● Task item:
Convert each line of the entries below into a string in a JSON list, one string per line, leaving out blank lines.

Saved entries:

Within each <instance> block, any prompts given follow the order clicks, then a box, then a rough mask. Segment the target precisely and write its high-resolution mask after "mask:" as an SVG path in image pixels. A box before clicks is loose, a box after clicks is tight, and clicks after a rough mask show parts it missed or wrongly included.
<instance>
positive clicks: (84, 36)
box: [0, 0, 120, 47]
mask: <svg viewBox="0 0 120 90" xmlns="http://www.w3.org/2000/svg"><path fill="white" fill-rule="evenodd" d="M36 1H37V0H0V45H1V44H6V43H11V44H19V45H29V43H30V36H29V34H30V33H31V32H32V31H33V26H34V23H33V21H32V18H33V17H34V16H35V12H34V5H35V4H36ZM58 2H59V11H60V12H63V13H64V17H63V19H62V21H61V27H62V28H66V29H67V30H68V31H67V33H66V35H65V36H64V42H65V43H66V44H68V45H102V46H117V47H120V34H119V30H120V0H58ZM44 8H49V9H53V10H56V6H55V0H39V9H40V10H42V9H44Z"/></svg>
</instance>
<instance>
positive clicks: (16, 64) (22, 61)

● Expected answer:
[
  "Within each <instance> block, any prompts given follow the order clicks, then a box, then a rough mask. Segment the target precisely and write its high-resolution mask after \"mask:\" as an SVG path in image pixels. A box before clicks is loose, a box after clicks is tight, and clicks after a rough mask show parts it missed or wrongly included.",
  "<instance>",
  "positive clicks: (84, 36)",
  "box: [0, 0, 120, 47]",
  "mask: <svg viewBox=\"0 0 120 90\" xmlns=\"http://www.w3.org/2000/svg\"><path fill=\"white\" fill-rule=\"evenodd\" d=\"M36 1H37V0H0V45H1V44H6V43H11V44H19V45H29V43H30V36H29V34H30V33H31V32H32V31H33V26H34V23H33V21H32V18H33V17H34V16H35V12H34V5H35V4H36ZM58 2H59V11H60V12H63V13H64V17H63V19H62V21H61V27H62V28H66V29H67V30H68V31H67V33H66V35H65V36H64V42H65V43H66V44H68V45H102V46H117V47H120V34H119V30H120V0H58ZM44 8H49V9H53V10H56V6H55V0H39V9H40V10H42V9H44Z\"/></svg>",
  "</instance>",
  "<instance>",
  "positive clicks: (16, 64) (22, 61)"
]